== GIVEN RECORDS

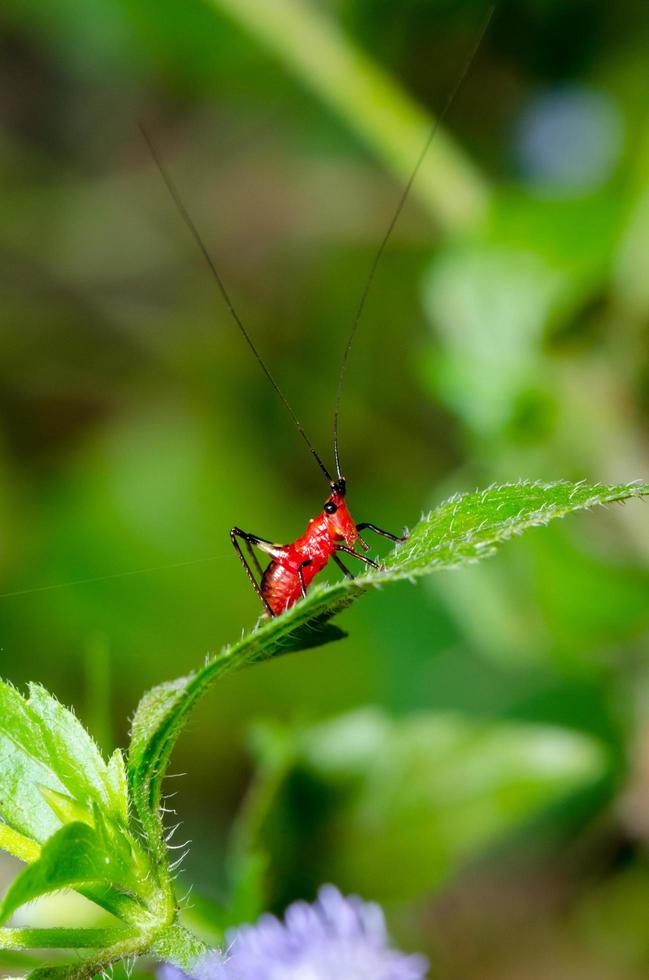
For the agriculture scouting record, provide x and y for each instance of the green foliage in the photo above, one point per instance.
(44, 746)
(419, 796)
(75, 855)
(402, 798)
(465, 529)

====

> _GIVEN TASK_: Reproduce the records above, swapping "green foliage" for "leafy plants" and keeping everything else unchanged. Omit the pictures from your answer.

> _RESULT OF THIS EXERCISE_:
For the agriculture scouting record, provide x and y for each instance of the leafy plants in the photo above, one point per instance.
(44, 746)
(419, 796)
(75, 855)
(402, 798)
(465, 529)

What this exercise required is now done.